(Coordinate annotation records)

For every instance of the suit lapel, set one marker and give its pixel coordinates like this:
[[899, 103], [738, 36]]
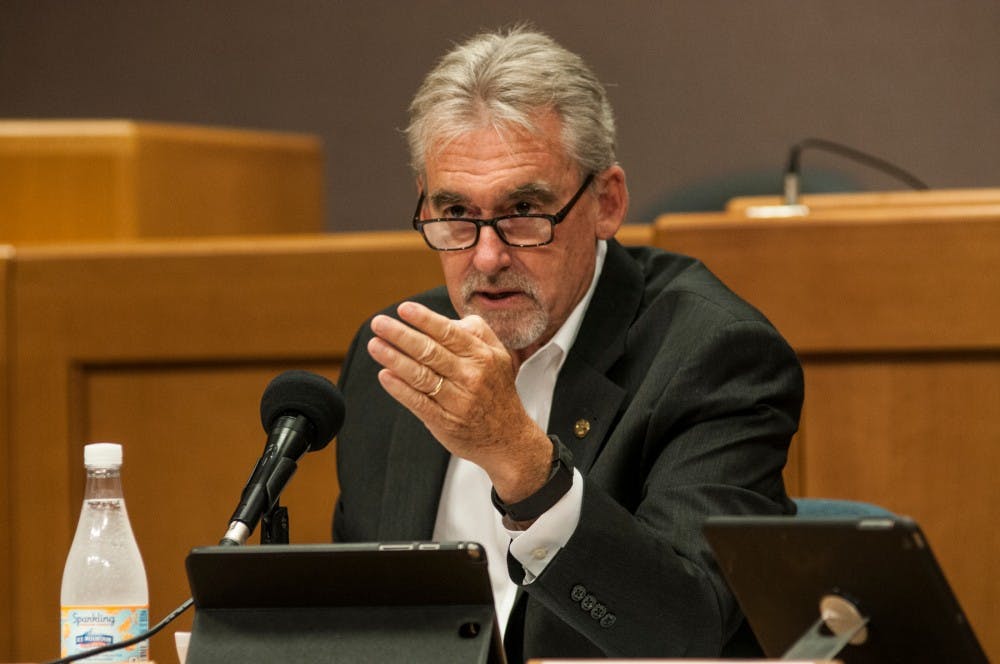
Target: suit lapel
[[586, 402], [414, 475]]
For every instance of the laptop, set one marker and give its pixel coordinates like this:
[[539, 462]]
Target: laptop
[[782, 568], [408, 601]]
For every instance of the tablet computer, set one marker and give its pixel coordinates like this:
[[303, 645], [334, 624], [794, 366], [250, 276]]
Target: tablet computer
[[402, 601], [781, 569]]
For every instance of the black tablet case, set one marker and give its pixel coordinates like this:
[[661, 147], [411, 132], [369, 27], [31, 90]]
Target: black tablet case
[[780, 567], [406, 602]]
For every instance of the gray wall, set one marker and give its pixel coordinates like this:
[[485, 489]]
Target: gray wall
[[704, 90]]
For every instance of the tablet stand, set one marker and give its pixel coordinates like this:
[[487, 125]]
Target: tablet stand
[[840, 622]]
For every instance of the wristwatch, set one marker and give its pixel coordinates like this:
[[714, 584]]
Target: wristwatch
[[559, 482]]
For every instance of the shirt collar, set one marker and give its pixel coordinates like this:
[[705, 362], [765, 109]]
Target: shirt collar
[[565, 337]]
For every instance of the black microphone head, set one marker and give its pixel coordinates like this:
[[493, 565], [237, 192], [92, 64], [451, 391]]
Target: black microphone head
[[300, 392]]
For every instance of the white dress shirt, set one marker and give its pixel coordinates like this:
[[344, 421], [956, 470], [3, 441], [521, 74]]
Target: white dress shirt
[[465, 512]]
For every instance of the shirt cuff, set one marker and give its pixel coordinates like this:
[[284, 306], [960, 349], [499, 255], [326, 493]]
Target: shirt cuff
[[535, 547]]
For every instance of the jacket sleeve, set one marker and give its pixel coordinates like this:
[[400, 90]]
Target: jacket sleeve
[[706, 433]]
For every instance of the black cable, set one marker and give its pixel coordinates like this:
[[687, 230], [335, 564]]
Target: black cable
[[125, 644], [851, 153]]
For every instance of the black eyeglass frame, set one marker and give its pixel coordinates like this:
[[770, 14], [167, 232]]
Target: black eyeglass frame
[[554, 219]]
---
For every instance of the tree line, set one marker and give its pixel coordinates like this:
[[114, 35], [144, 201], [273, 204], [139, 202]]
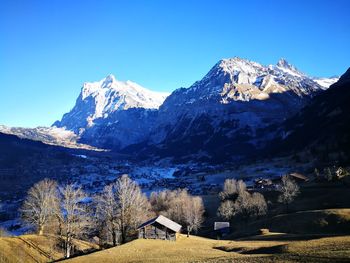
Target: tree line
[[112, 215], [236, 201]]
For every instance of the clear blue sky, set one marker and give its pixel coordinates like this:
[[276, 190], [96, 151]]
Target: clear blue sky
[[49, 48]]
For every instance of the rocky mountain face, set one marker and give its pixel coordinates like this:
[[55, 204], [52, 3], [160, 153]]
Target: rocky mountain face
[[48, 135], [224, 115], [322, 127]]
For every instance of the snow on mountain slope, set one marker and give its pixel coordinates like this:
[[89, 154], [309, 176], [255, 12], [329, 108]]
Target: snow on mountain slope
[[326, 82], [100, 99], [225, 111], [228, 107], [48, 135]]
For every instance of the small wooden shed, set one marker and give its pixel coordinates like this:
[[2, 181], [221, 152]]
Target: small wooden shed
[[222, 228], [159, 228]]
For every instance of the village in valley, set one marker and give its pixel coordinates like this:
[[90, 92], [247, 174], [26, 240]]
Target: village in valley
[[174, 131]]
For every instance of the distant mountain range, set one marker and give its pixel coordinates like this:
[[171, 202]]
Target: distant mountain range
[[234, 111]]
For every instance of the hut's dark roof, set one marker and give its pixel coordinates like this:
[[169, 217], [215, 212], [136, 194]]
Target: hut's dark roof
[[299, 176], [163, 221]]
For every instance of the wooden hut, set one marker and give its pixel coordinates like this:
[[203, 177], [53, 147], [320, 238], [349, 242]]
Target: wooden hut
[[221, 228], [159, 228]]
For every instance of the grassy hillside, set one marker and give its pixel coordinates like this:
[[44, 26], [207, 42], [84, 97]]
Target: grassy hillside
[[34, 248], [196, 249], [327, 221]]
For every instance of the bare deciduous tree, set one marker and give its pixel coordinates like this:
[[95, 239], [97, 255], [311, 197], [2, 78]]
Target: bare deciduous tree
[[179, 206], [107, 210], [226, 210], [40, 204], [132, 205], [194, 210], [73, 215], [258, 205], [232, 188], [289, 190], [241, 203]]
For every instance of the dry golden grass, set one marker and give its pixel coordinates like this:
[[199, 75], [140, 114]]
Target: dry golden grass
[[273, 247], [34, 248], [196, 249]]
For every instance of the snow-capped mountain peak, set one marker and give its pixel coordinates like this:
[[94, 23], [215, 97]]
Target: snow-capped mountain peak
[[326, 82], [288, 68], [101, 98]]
...
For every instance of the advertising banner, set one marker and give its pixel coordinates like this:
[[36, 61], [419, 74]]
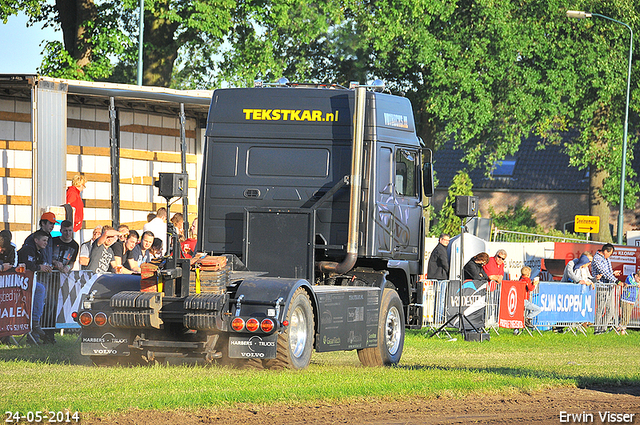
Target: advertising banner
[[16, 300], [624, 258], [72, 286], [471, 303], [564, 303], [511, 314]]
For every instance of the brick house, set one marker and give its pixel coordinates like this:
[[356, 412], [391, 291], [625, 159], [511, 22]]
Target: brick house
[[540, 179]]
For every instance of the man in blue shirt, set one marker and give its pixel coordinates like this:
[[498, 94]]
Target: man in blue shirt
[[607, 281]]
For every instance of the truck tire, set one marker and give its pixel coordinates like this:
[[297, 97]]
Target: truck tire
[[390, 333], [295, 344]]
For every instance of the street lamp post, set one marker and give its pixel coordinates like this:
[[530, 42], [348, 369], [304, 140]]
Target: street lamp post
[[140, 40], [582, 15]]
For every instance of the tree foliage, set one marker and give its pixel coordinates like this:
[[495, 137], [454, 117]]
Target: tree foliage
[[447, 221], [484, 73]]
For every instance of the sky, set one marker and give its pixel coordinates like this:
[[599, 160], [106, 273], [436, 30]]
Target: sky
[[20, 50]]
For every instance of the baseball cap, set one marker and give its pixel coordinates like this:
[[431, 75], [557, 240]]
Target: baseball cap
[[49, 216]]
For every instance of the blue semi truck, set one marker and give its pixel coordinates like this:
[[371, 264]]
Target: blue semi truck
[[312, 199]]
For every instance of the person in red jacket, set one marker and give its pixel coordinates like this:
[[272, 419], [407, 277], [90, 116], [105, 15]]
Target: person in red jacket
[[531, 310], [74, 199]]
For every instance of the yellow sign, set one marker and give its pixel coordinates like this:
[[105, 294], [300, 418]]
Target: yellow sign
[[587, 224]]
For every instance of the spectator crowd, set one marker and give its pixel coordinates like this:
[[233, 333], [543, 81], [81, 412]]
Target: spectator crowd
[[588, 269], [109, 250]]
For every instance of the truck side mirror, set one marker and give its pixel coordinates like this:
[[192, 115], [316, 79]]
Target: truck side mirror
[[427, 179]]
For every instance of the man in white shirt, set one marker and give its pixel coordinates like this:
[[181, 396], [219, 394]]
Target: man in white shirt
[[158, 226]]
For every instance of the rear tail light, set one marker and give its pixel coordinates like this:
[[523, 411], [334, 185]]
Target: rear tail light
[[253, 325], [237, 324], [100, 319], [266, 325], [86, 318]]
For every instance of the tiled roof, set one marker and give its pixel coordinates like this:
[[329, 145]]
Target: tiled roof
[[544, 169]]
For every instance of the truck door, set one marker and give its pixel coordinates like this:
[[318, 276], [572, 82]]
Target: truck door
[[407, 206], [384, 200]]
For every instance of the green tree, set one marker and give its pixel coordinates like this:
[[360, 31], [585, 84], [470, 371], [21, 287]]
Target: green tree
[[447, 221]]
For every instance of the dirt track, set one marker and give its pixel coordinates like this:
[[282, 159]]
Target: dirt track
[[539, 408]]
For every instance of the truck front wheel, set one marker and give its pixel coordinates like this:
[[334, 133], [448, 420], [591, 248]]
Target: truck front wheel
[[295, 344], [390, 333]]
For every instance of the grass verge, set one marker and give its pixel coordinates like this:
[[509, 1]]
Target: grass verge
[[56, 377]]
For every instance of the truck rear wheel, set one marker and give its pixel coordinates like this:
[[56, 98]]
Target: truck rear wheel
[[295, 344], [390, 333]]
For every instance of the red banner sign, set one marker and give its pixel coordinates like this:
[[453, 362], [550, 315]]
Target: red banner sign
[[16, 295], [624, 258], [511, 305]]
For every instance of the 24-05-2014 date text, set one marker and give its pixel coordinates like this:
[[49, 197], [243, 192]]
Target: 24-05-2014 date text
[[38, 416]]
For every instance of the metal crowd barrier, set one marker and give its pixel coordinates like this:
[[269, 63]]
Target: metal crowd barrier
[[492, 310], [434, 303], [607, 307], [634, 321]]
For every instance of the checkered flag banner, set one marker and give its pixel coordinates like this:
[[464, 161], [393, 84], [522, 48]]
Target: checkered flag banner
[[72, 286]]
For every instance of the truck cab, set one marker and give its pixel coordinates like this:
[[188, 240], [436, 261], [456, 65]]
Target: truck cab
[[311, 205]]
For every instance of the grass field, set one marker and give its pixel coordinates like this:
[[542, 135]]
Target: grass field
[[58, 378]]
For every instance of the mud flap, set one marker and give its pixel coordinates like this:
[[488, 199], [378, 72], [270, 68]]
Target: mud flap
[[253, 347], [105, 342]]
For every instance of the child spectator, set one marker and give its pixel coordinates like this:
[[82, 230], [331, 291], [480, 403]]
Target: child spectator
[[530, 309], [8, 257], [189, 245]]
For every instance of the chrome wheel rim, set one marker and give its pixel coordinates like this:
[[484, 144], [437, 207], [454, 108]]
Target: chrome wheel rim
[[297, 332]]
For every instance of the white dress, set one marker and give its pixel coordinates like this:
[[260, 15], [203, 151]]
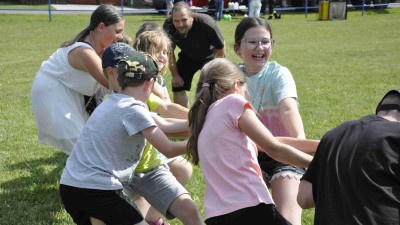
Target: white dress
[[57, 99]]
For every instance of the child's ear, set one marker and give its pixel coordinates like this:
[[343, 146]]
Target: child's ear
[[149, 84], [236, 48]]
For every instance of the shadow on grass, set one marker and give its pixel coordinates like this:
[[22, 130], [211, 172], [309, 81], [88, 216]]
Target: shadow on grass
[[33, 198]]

- [STATED TASK]: Edit the stretch from the line containing "For every instance of the shadow" through the line containing "[[33, 198]]" by replacing "shadow on grass" with "shadow on lawn", leaving everything else unchanged. Return only those lines.

- [EXERCISE OUTPUT]:
For every instance of the shadow on lawn, set one marker and give its pixel coordinates like this:
[[22, 130], [211, 172], [309, 81], [88, 216]]
Target: shadow on lawn
[[33, 198]]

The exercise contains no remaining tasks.